- [TASK INSTRUCTIONS]: Count the lines in the items below that contain the string "cloud", treating case as significant, and give only the number.

Object position labeling entries
+-------+

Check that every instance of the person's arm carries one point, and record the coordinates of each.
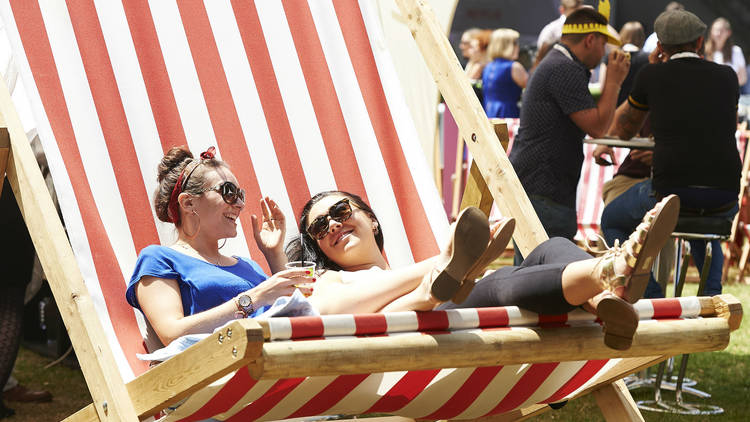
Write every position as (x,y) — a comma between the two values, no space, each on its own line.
(368,291)
(161,303)
(628,121)
(595,121)
(540,53)
(519,75)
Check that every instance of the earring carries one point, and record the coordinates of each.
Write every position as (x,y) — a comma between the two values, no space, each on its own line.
(196,230)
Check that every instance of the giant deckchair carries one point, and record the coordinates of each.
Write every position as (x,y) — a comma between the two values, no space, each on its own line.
(298,98)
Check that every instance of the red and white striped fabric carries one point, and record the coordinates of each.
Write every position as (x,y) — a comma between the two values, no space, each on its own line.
(298,97)
(448,393)
(589,203)
(460,319)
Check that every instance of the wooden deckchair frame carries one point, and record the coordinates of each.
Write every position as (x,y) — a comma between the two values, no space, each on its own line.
(113,400)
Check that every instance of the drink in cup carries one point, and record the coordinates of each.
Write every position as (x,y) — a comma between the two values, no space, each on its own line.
(309,268)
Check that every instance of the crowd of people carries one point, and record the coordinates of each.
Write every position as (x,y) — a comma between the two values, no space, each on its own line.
(191,287)
(498,77)
(680,85)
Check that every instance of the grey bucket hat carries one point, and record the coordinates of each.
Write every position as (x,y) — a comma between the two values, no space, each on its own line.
(678,27)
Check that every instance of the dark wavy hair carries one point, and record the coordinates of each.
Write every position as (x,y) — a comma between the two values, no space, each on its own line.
(305,248)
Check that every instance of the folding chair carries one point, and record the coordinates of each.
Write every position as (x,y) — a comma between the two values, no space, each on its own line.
(298,98)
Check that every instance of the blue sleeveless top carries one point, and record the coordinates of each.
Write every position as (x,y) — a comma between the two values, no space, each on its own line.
(202,285)
(501,93)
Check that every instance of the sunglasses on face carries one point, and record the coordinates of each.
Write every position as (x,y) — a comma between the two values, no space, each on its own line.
(230,193)
(340,211)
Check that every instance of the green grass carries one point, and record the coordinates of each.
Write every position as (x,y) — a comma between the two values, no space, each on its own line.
(724,374)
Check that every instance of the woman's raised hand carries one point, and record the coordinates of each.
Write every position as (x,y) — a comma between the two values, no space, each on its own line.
(270,228)
(269,231)
(281,284)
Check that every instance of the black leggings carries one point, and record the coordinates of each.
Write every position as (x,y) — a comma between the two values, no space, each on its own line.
(536,285)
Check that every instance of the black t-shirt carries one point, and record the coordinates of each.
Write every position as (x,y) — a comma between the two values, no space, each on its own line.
(692,106)
(547,153)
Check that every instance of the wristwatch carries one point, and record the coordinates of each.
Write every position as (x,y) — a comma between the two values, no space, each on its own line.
(244,304)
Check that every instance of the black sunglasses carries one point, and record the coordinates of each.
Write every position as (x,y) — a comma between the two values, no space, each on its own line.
(340,211)
(229,192)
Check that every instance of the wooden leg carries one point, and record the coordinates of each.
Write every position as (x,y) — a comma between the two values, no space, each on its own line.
(616,403)
(743,260)
(87,414)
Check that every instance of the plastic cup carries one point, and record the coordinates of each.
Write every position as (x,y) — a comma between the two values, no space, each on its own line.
(309,268)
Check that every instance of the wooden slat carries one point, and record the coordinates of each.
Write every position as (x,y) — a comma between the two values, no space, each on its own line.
(236,345)
(473,124)
(728,307)
(56,255)
(617,406)
(476,192)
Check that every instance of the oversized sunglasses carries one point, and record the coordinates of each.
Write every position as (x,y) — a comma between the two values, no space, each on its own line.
(340,211)
(230,193)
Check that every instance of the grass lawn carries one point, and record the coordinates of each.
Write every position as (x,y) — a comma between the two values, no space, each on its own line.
(724,374)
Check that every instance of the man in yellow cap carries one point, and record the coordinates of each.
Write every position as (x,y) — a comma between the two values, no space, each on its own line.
(557,111)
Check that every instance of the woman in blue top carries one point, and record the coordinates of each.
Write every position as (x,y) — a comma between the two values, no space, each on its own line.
(503,78)
(190,287)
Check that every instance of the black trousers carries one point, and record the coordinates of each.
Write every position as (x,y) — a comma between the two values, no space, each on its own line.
(17,262)
(535,285)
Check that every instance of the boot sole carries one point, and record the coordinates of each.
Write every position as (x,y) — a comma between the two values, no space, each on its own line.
(496,247)
(619,321)
(470,236)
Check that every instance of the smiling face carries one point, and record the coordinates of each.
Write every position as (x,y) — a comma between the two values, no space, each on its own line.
(216,216)
(720,32)
(350,243)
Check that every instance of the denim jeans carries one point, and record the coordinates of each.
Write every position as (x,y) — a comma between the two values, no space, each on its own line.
(624,213)
(557,220)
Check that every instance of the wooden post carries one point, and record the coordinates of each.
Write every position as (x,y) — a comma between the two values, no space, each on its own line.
(56,255)
(473,124)
(477,193)
(616,403)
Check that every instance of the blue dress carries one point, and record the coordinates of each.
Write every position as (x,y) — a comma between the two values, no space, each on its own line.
(500,91)
(202,285)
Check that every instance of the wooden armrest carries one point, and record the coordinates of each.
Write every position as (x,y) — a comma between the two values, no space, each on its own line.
(236,345)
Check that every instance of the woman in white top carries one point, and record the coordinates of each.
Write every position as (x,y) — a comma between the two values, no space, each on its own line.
(721,49)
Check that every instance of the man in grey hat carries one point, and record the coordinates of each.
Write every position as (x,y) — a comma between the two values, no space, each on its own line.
(692,106)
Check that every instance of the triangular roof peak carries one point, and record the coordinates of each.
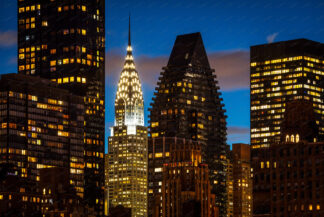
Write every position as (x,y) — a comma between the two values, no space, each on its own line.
(189,49)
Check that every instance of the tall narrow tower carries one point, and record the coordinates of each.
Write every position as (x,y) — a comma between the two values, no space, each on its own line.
(187,105)
(127,150)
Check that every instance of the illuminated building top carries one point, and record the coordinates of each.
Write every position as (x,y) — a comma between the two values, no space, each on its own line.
(129,104)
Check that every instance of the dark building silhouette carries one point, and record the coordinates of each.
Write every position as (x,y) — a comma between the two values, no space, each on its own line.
(186,181)
(187,105)
(288,176)
(282,72)
(64,41)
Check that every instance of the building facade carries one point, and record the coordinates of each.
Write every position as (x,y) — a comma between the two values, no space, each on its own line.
(127,149)
(64,41)
(288,176)
(186,181)
(187,105)
(41,126)
(242,181)
(288,180)
(281,72)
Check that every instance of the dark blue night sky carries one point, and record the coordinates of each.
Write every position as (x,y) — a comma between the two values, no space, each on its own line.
(228,28)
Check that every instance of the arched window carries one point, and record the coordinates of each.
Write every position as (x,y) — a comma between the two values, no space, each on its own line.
(297,138)
(287,138)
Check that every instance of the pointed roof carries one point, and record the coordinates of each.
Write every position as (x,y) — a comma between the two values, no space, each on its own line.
(189,49)
(129,91)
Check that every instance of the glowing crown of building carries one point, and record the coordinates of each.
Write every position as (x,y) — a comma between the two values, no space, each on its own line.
(129,103)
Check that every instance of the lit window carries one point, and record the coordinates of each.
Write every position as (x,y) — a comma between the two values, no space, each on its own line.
(157,170)
(297,138)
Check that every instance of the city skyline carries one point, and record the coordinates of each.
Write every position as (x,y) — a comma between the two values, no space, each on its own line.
(220,29)
(220,112)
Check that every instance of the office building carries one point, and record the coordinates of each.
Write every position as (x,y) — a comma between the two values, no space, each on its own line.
(127,149)
(229,188)
(187,105)
(64,41)
(242,180)
(288,176)
(41,126)
(281,72)
(186,181)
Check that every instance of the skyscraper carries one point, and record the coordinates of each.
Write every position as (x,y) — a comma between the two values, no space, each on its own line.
(288,176)
(186,181)
(281,72)
(242,180)
(41,126)
(187,105)
(64,41)
(127,149)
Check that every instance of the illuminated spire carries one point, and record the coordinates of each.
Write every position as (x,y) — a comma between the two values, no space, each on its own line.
(129,104)
(129,36)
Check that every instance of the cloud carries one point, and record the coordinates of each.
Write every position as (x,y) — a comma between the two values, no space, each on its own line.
(238,134)
(8,38)
(272,37)
(231,68)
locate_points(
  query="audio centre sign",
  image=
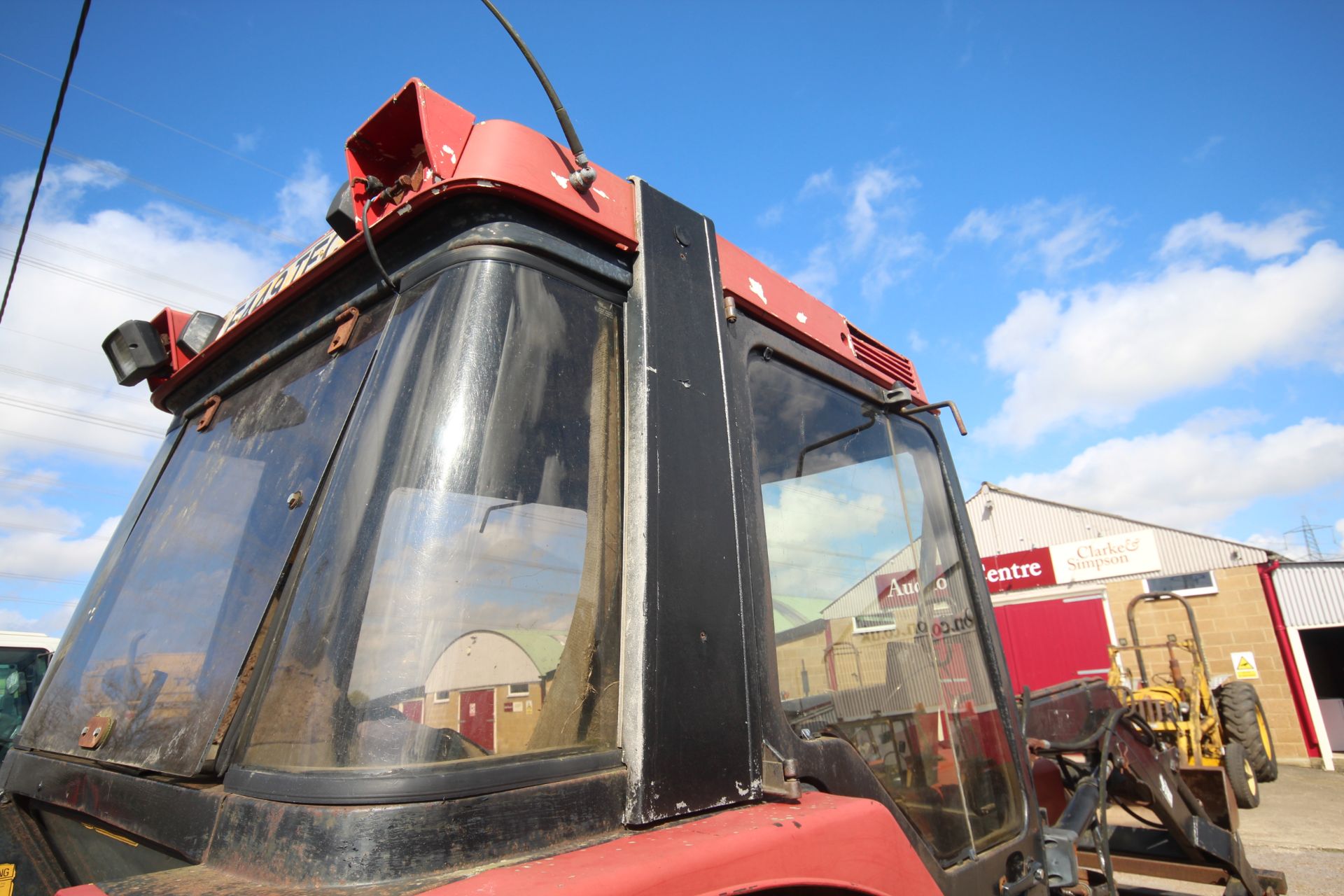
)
(1130, 554)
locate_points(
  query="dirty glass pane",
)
(22, 671)
(458, 597)
(160, 647)
(876, 637)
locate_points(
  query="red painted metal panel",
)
(1019, 571)
(822, 841)
(1285, 649)
(416, 127)
(421, 132)
(507, 156)
(785, 307)
(1051, 641)
(476, 716)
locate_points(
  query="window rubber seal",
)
(437, 780)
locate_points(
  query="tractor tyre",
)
(1242, 776)
(1243, 722)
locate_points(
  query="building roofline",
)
(991, 486)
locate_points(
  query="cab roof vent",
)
(881, 358)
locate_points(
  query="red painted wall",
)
(1051, 641)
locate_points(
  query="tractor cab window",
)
(168, 622)
(876, 638)
(20, 673)
(457, 596)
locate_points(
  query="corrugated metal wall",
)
(1310, 594)
(1006, 522)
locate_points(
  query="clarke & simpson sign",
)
(1116, 555)
(1132, 552)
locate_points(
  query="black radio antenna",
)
(584, 178)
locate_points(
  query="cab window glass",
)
(876, 638)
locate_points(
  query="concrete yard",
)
(1298, 830)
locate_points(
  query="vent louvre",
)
(881, 358)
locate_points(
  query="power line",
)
(153, 121)
(116, 262)
(73, 414)
(46, 153)
(24, 527)
(73, 445)
(48, 339)
(83, 387)
(61, 270)
(41, 578)
(50, 603)
(112, 171)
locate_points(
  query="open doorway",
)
(1323, 649)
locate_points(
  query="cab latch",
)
(344, 328)
(96, 731)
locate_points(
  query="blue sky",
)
(1109, 232)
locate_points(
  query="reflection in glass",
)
(457, 596)
(876, 638)
(169, 621)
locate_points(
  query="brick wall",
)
(1236, 618)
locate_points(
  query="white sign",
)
(1128, 554)
(1245, 665)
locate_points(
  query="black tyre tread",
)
(1234, 762)
(1237, 706)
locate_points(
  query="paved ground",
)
(1298, 830)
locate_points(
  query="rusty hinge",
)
(406, 184)
(209, 415)
(344, 328)
(96, 731)
(778, 776)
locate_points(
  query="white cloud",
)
(869, 206)
(304, 200)
(45, 554)
(822, 182)
(771, 216)
(80, 285)
(246, 143)
(1196, 476)
(1277, 543)
(1100, 354)
(1211, 235)
(1205, 149)
(1056, 237)
(822, 540)
(873, 242)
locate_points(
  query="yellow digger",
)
(1211, 726)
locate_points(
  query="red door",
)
(1053, 641)
(476, 722)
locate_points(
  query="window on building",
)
(1187, 586)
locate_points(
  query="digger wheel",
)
(1242, 776)
(1243, 722)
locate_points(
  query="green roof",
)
(543, 648)
(790, 613)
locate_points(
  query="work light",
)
(200, 332)
(134, 352)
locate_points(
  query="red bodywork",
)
(437, 148)
(843, 843)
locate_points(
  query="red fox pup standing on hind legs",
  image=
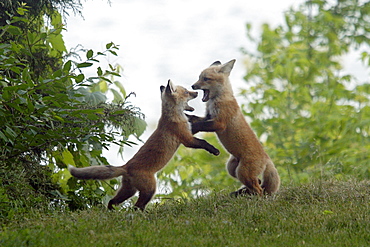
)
(138, 174)
(248, 159)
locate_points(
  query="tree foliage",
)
(313, 115)
(54, 115)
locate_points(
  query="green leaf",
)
(67, 158)
(84, 65)
(89, 54)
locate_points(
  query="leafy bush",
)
(54, 115)
(314, 117)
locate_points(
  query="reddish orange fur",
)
(138, 174)
(248, 159)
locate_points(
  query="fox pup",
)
(138, 174)
(248, 159)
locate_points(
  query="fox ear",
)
(227, 67)
(216, 63)
(170, 87)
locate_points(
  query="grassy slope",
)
(329, 214)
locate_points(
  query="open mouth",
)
(188, 108)
(205, 95)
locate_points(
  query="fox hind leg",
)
(249, 177)
(125, 192)
(231, 165)
(146, 186)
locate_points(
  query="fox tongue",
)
(205, 95)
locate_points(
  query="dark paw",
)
(215, 152)
(242, 192)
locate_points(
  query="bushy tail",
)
(97, 172)
(271, 179)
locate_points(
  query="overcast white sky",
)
(170, 39)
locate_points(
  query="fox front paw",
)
(214, 151)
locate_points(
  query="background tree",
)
(314, 117)
(53, 114)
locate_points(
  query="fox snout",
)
(193, 94)
(195, 87)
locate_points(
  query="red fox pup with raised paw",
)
(138, 174)
(248, 159)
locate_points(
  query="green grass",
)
(317, 214)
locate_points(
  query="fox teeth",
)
(205, 95)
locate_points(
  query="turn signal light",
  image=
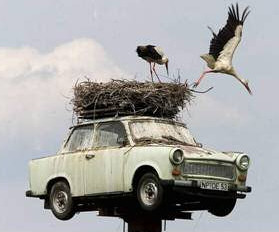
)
(176, 172)
(242, 178)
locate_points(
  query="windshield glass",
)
(161, 131)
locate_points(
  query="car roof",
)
(125, 118)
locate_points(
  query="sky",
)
(47, 46)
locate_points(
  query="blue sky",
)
(45, 46)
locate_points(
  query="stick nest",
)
(94, 100)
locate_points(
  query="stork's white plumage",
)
(223, 45)
(153, 54)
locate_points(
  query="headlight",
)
(243, 162)
(177, 157)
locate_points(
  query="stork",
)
(153, 54)
(223, 46)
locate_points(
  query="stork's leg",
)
(155, 72)
(201, 77)
(151, 71)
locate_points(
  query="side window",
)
(81, 138)
(110, 134)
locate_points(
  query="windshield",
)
(161, 132)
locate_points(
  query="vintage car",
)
(154, 162)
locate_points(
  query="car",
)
(137, 160)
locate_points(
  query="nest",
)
(94, 100)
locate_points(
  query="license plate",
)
(212, 185)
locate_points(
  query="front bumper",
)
(29, 193)
(193, 188)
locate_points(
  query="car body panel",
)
(102, 170)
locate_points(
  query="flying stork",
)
(223, 45)
(153, 54)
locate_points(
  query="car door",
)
(71, 162)
(104, 171)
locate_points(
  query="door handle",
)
(89, 156)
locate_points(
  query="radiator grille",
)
(216, 170)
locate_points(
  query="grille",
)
(216, 170)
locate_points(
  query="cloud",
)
(36, 88)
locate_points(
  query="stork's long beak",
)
(167, 67)
(248, 89)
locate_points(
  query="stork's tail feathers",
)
(214, 34)
(246, 84)
(209, 59)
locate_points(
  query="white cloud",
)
(34, 85)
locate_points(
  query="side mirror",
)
(199, 145)
(122, 141)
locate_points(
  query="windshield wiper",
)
(149, 140)
(169, 137)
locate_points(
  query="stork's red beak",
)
(248, 89)
(167, 67)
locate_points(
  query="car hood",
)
(191, 152)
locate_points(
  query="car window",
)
(81, 138)
(110, 134)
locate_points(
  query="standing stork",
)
(153, 54)
(223, 45)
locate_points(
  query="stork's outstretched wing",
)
(224, 44)
(148, 51)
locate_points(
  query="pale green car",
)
(145, 162)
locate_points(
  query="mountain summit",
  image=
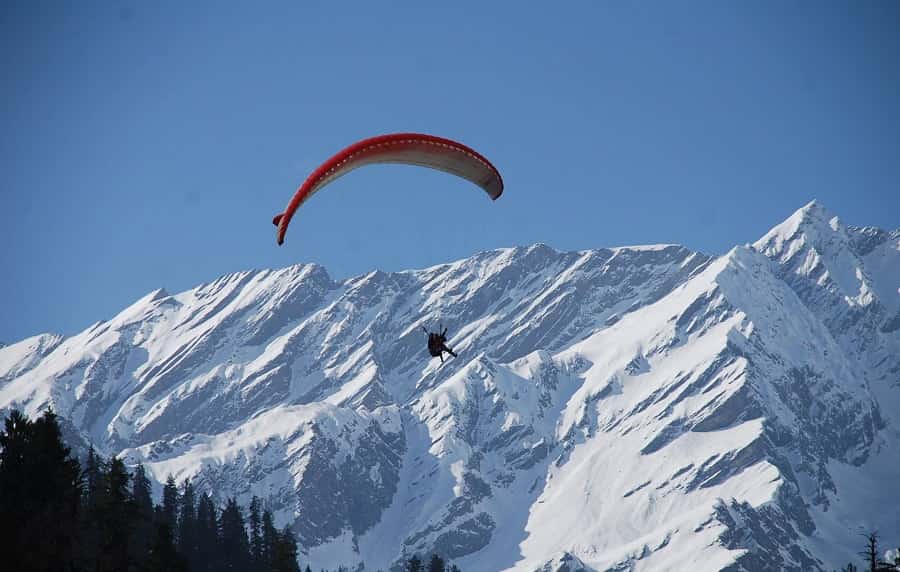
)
(634, 408)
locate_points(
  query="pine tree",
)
(187, 525)
(144, 530)
(414, 564)
(234, 544)
(170, 505)
(269, 538)
(92, 503)
(163, 555)
(284, 553)
(207, 534)
(116, 517)
(256, 544)
(40, 486)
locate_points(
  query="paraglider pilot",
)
(437, 344)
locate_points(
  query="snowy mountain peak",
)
(637, 408)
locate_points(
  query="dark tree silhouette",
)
(256, 544)
(187, 525)
(207, 534)
(40, 486)
(414, 565)
(234, 545)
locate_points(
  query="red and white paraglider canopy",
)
(405, 148)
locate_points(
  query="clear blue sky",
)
(149, 144)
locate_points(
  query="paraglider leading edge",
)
(405, 148)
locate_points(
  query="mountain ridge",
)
(619, 408)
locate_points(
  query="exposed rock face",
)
(633, 408)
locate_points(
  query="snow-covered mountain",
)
(637, 408)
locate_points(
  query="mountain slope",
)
(630, 408)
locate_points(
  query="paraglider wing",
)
(406, 148)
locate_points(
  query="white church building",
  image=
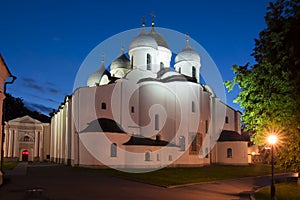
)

+-------+

- [TASK OUTPUT]: 4